Start Page text

I am also in a group called the Wintergreen Women Writers Collective, and it’s made up of a group of women mostly from North Carolina and Virginia. We went to the mountains of Virginia in May of 2017 to celebrate our thirtieth anniversary. I find it striking that when I read the “Unspeakable” letter at that gathering two years ago, people thought it was the funniest thing they ever heard—they cracked up. And I said to myself, “This is so weird.” Then, when I read it here in Tuscaloosa, the next year, at a writer’s club, people cried. One guy, a minister, said that he could barely sit in the room while I was reading; he almost got up and walked out. I can’t explain that. Maybe it was because the people in my writer’s collective are accustomed to my voice. It was 180 degrees—laughter, laughter, laughter, then in Tuscaloosa, boohooing and trauma.

You organized the 2017 symposium, “Black/White Intimacies: Reimagining History, the South, and the Western Hemisphere,” which focused on interracial interactions primarily during the antebellum years in American history. Tell us about it.

In 2015, Sharony Green, who is an Assistant Professor in the History Department, published a book entitled Remember Me to Miss Louisa, a study of interracial intimacy between African American women and white plantation owners. In some instances, these owners treated the women with deference. They had kids by them; they took care of those kids. Before I read Sharony’s book, I did not know that Cincinnati, OH was one of the places where many of these women were relocated, and the white men would take care of them. I said, “Wow, why don’t we expand the book’s theme by thinking about it from the perspective of literature?” Then, I discovered that Andy Crank and Cassie Smith were both teaching relevant courses, so that’s how it got started.

People were excited about the variety of topics. There were talks about Thomas Jefferson and Sally Hemings, but there was also a discussion about the television show Scandal. We also had a presentation on a dance hall in North Carolina that was like Harlem in the 1920s, where white people went to watch black people dance. Eric Nunn from Auburn talked about interracial friendships in the music industry. Another speaker discussed Old English poetry and rap music. One of our MFA students and Carmen Gillespie, a professor from Bucknell, both did poetic renditions of transracial intimacy. Gillespie’s work imagined what the women in Thomas Jefferson’s life, including Sally Hemings, might have to say. Our MFA student, Diamond Forde, wrote on the Loving couple out of Virginia. A woman from France, Emmeline Gros, delivered a paper about eavesdropping in Gone with the Wind and Uncle Tom’s Cabin. In these texts and films, we see instances in which black and/or white characters hear things through closed doors, and the information they get could have a major impact on other characters. This intimate, not-supposed-to-be-there-in-the-first-place medium makes it unclear whether these characters can use this information.

One of President Stuart Bell’s expressed objectives is to increase the quality of our graduate students and programs. We are not Princeton, Yale, Harvard, University of Michigan, Berkeley, Carolina, or Virginia—this is the University of Alabama. Our goal was to showcase our intellectual work in the Department and in our University so that scholars coming here might be more inclined to send graduate students to our programs.

I also wanted to provide networking opportunities in addition to our scholarship, cultural work and community outreach.

The symposium addressed “the antebellum period and beyond.” Tell me about the “beyond.”

End Page text

**Written tasks:**
1) According to the interview, what was the subject of Emmeline Gros's paper at the symposium?
2) Translate this sentence from the interview into Spanish: "I also wanted to provide networking opportunities in addition to our scholarship, cultural work and community outreach."
The records have no connection to the interview.

Start Supplied data

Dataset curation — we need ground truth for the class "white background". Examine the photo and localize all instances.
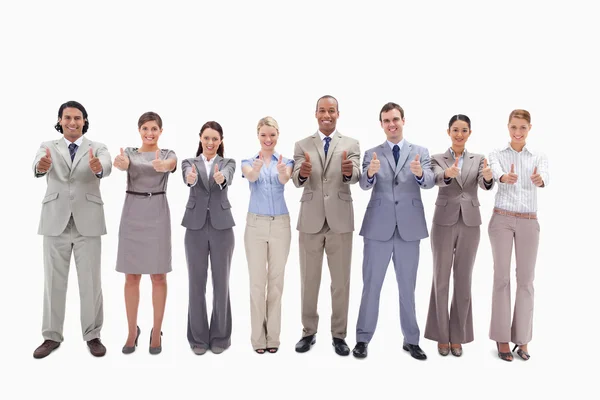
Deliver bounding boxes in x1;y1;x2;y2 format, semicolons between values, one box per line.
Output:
0;1;600;399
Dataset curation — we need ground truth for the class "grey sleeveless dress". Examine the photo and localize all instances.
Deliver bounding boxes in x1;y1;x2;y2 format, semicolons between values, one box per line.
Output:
117;147;177;274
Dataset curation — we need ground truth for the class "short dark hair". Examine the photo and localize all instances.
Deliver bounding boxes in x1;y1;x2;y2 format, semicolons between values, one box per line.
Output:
315;94;340;112
196;121;225;157
448;114;471;129
54;100;90;135
379;101;404;122
138;111;162;129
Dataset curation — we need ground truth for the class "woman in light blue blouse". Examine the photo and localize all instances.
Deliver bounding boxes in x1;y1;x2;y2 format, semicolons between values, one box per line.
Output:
242;117;294;354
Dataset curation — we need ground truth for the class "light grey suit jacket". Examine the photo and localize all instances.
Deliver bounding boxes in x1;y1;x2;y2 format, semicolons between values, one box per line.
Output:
431;149;494;226
360;140;435;241
181;155;235;230
33;136;112;236
292;131;360;233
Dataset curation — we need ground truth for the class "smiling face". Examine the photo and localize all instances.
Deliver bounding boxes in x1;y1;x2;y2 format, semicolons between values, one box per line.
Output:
315;97;340;136
448;120;471;148
58;107;85;142
200;128;222;160
258;125;279;152
139;121;162;146
508;117;531;146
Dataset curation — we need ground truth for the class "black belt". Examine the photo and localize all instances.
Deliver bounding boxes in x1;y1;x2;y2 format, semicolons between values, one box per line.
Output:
125;190;165;197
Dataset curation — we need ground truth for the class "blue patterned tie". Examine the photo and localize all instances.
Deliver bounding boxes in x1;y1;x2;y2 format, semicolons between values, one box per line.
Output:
323;136;331;157
69;143;77;161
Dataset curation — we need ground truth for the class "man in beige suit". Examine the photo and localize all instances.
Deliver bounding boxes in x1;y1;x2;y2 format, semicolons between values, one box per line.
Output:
292;96;360;356
33;101;111;358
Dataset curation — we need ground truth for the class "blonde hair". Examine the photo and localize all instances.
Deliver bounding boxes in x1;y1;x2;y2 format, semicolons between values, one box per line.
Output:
256;117;279;134
508;109;531;124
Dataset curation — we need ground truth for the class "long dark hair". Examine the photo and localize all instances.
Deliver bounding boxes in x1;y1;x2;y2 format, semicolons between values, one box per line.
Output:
196;121;225;157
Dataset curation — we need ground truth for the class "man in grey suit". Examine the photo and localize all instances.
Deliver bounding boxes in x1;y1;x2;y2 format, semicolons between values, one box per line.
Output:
33;101;112;358
292;96;360;356
352;103;435;360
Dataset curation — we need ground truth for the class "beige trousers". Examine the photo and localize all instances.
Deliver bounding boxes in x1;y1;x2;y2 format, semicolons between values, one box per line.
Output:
244;213;292;350
299;221;352;339
488;213;540;344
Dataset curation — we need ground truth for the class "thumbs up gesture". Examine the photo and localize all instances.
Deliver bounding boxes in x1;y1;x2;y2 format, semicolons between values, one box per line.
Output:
113;147;129;171
300;153;312;179
342;150;353;178
152;150;169;172
410;154;423;178
367;153;381;179
531;167;544;187
185;164;198;185
35;147;52;173
500;164;519;185
277;154;286;175
252;151;265;172
481;158;494;182
89;147;102;174
442;157;460;178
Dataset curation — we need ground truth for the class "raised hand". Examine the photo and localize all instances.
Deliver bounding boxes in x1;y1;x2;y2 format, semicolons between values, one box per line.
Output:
410;154;423;178
36;147;52;173
531;167;544;187
185;164;198;185
367;153;381;178
342;150;353;178
481;158;494;182
113;147;129;171
252;151;265;172
213;164;225;185
89;147;102;175
500;164;519;185
300;153;312;179
442;157;460;178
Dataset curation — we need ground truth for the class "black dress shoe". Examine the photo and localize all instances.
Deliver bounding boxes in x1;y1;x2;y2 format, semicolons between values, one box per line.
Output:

End Supplied data

**Results by task:**
1) Eavesdropping in Gone with the Wind and Uncle Tom's Cabin.

2) También quería ofrecer oportunidades para establecer contactos, además de nuestra labor académica, nuestro trabajo cultural y nuestro trabajo de extensión comunitaria.